Supplied passage:
◇ ◇ ◇

It's available on Netflix and in an Amazon special edition.
#5 is a film called Communion, also known as Alice, Sweet Alice
This one came out in 1976. It was Brooke Shields' debut film, and while it wasn't the first 'creepy kid' movie (not by a long shot), it was one of the first that played with our notions of killing and gender. Can a little girl be responsible for savagely slaying another person--sister or not? Can a female kill? These were unsettling questions as feminism became a force in Westernized culture.
And let me tell you, those masks--the semi-translucent, 'made-up' plastic female face masks? They're harder to find now, but from 1960 to 1990, they were everywhere in the US. Every single costume shop had at least one mass-produced version you could pluck off the wall for a dollar--or less. They were ubiquitous, which just made "Alice" that much more frightening.
It's available on Netflix and for purchase on Amazon.
#4 is Night of the Creeps from 1986:
which amuses me greatly. Night of the Creeps, quite honestly, is what Scary Movie wanted to be--and failed miserably at being. It's a fun, edgy, bright horror-comedy that links up to virtually all the known names in horror, a lovely, perverse little homage to the greats. And there are zombies and brain parasites! Whee!

◇ ◇ ◇

Supplied entries:
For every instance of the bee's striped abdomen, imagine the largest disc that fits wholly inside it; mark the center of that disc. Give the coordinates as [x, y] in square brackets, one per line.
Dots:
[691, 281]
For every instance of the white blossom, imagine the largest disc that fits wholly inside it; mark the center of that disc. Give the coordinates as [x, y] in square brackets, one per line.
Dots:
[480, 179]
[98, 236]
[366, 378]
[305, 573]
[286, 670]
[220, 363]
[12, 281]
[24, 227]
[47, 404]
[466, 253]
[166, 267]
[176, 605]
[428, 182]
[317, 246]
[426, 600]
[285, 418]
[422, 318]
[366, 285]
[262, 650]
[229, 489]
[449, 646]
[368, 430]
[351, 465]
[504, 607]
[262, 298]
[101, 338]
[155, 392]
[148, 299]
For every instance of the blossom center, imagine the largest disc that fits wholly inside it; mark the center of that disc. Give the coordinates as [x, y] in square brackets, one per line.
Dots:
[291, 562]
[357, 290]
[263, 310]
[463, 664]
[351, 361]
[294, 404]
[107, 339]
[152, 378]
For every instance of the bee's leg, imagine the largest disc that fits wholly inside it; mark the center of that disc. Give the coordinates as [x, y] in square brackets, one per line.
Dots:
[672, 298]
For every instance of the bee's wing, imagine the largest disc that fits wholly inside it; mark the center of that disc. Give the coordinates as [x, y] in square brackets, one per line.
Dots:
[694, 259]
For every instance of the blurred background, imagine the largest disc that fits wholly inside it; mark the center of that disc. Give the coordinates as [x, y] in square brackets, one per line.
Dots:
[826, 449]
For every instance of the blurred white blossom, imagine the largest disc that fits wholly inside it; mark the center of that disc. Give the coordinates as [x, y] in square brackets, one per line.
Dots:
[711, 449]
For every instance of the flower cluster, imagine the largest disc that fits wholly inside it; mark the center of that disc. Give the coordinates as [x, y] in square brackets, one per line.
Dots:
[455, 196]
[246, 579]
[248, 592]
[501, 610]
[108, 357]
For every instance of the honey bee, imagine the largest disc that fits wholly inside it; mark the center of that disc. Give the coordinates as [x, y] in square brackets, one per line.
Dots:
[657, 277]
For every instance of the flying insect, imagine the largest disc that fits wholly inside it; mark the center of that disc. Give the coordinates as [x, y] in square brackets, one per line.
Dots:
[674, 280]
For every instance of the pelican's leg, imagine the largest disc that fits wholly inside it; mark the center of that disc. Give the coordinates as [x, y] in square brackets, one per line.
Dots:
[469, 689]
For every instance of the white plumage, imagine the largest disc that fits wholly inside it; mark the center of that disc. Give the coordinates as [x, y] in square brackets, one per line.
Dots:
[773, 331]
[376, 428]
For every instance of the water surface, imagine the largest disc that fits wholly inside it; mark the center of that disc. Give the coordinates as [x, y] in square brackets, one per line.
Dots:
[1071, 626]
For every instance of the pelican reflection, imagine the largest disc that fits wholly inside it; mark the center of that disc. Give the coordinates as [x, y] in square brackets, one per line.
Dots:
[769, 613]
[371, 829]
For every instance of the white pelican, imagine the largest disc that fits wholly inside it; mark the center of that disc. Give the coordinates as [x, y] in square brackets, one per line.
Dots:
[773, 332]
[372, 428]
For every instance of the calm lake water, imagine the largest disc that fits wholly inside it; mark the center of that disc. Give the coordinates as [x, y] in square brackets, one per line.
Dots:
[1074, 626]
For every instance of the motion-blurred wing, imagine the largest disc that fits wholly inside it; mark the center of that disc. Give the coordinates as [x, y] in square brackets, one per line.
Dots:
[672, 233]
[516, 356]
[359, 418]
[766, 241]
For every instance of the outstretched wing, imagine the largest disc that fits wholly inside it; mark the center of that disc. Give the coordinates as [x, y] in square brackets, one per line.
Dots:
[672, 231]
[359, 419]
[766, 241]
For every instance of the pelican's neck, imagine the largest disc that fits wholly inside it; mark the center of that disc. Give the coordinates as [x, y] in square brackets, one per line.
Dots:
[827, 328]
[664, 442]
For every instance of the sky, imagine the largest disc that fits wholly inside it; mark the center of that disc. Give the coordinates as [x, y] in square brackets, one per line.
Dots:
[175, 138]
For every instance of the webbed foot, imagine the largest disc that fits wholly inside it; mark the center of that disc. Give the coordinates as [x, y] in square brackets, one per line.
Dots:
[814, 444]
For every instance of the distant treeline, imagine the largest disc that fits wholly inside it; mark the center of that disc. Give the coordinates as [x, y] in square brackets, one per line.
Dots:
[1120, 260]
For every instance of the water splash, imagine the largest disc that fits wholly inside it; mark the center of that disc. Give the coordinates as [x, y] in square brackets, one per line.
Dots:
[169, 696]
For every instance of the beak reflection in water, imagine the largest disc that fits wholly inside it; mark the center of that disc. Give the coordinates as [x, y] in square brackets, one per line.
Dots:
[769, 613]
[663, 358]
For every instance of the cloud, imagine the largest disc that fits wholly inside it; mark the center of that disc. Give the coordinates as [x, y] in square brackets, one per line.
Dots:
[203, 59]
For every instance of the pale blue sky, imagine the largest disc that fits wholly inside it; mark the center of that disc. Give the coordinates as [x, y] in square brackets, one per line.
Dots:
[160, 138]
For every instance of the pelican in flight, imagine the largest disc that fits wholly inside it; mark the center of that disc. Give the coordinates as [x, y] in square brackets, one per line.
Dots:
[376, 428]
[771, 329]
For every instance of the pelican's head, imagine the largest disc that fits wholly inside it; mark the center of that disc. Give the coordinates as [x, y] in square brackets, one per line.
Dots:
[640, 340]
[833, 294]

◇ ◇ ◇

Problem set:
1) Revise the horror film list from "#5 is a film" down to "in Westernized culture.", changing "unsettling" to "disturbing".
2) Extend the horror film list from the point where it stops.
The listing is separate material, unrelated to the horror film list.

Task answers:
1)
#5 is a film called Communion, also known as Alice, Sweet Alice
This one came out in 1976. It was Brooke Shields' debut film, and while it wasn't the first 'creepy kid' movie (not by a long shot), it was one of the first that played with our notions of killing and gender. Can a little girl be responsible for savagely slaying another person--sister or not? Can a female kill? These were disturbing questions as feminism became a force in Westernized culture.

2)
It's available on Netflix and on Amazon.
#3 is Nomads, also from 1986:
Nomads is such an odd film. The article names it "a thinking person’s horror film", which it is, but it's also just weird, in that "Hi, I'm David Cronenberg, and I've just made an art film about homeless people" sort of way. Only it wasn't directed by Cronenberg, and it doesn't specifically feature homeless people; it just feels like it has. Plus, there aren't many films who start off with the main character's death, that still compel you to keep watching.
(That wasn't a spoiler; that's how the film starts.).
Surprisingly, it can't be rented on Netflix, but it can be bought on Amazon. And no, this has nothing to do with Nomads of Gor.
#2 is The Horror of Death, also known as The Asphyx, from 1973:
I had literally never heard of this film. First time I saw the trailer was going through that article. Concept seems surprisingly astute and somewhat perverse as well: a scientist learns that there may be something that occurs at the moment of death, involving the soul; and he sets about to trap his own version, known in the movie's mythology as the "Asphyx". With terrifying results. And lots of screaming.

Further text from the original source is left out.